-- Task inputs --
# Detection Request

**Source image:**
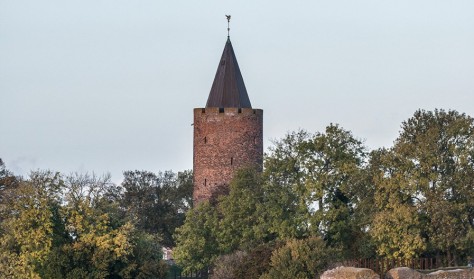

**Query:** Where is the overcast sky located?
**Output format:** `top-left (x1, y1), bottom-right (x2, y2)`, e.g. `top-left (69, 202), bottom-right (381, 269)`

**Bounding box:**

-- Exercise instructions --
Return every row above word for word, omitting the pictures.

-- Complete response --
# Detection Request

**Source image:**

**Query:** Where is the overcast sky located?
**Output format:** `top-left (x1, y1), bottom-right (x2, y2)`, e.g. `top-left (69, 202), bottom-right (381, 269)`

**Bounding box:**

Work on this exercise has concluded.